§ Check your understanding
(1) According to the tender offer notification, what shareholding ratio in the Target Company shall the Tender Offeror hold in principle, and for what period?
(2) Write out the tender offer notification word for word from "4. Location at" to "Nihonbashi, Chuo-ku, Tokyo)".

======== Provided passage

After the Tender Offer and the Share Exchange, the Target Company will become a consolidated subsidiary of the Tender Offeror which, as a pure holding company, will hold a majority of the shareholder voting rights of the Target Company. The Target Company will, while respecting the fundamental principles of the Kirin Group's operation, conduct an autonomous business activity based on independence and mobility, ensure the independence of its management as an ongoing public listed company, and continue to promote the maximization of profits for all of its shareholders and the sustained expansion of corporate value. Therefore, the shareholding ratio of the Tender Offeror in the Target Company (Note 2) shall be 50.10% in principle for a period of 10 years from the date of the execution of the Integration Agreement, and after the Integration, the Tender Offeror will cooperate in the strongest reasonable manner to maintain the listing of the shares of the Surviving Company established through the Merger. Furthermore, the Kirin Group agrees not to acquire any new shares/stock acquisition rights of the Target Company, or dispose (including sale or disposition as collateral) of shares/stock acquisition rights of the Target Company which the Kirin Group currently holds, for a period of 10 years from the date of the execution of the Integration Agreement, except as prescribed, without the consent of the Target Company.

(Note 3) In this Notification,the shareholding ratio of the Tender Offeror in the Target Company shall be the sum of (i) the number of shares of common stock of the Target Company which the Tender Offeror (including its subsidiaries and affiliates but excluding the Target Company and their subsidiaries and affiliates) holds and (ii) the number of new shares of common stock of the Target Company which will be issued upon exercise of stock acquisition rights held by the Tender Offeror, divided by the Standard Number of Shares of the Target Company.

4. Location at which a Copy of the Tender Offer Report is available to the Public

Head Office of Kirin Holdings Company, Limited
(2-10-1 Shinkawa, Chuo-ku, Tokyo)

Tokyo Stock Exchange Group, Inc.
(2-1 Kabutocho, Nihonbashi, Chuo-ku, Tokyo)


(Note 1) Except as otherwise provided in this Notification, a reference to a number of days or a date and time means such number of days or date and time in Japan.

(Note 2) "Business days" in this Notification means a number of days excluding those days provided in Article 1(1) of the Government Holiday Law.

(Note 3) Unless otherwise provided in this Notification, all procedures with respect to the Tender Offer shall be conducted in the Japanese language. If any part of the documents relating to the Tender Offer is prepared in English, and in the event that any inconsistency exists between the English and Japanese documents, the Japanese documents shall take priority over the English documents.

(Note 4) This Notification contains forward-looking statements as defined under Section 27A of the U.S. Securities Act of 1933 and Section 21E of the U.S. Securities Exchange Act of 1934. As a result of known or unknown risks, uncertainty or other factors, actual results could differ materially from any explicit or implicit forecasts, among others, presented as forward-looking statements. No assurance is given by the Tender Offeror or any affiliates of the Tender Offeror that any such explicit or implicit forecasts, among others, presented as forward-looking statements will be achieved and actual results could differ materially.The forward-looking statements contained in this Notification were made based on the information available to the Tender Offeror as of the date of this Notification and, except where bound by law or Tokyo Stock Exchange regulations, the Tender Offeror and any affiliates of the Tender Offeror accept no obligation to change or revise the statements to reflect future events or circumstances.

================
======== Available data

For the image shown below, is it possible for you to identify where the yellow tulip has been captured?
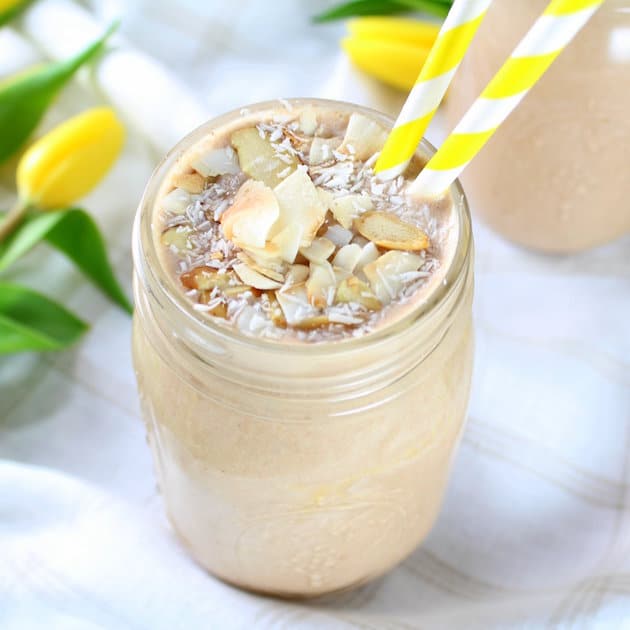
[0,0,24,13]
[348,15,440,48]
[341,37,430,90]
[17,107,125,210]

================

§ Task answers
(1) 50.10%, for a period of 10 years from the date of the execution of the Integration Agreement.

(2)
4. Location at which a Copy of the Tender Offer Report is available to the Public

Head Office of Kirin Holdings Company, Limited
(2-10-1 Shinkawa, Chuo-ku, Tokyo)

Tokyo Stock Exchange Group, Inc.
(2-1 Kabutocho, Nihonbashi, Chuo-ku, Tokyo)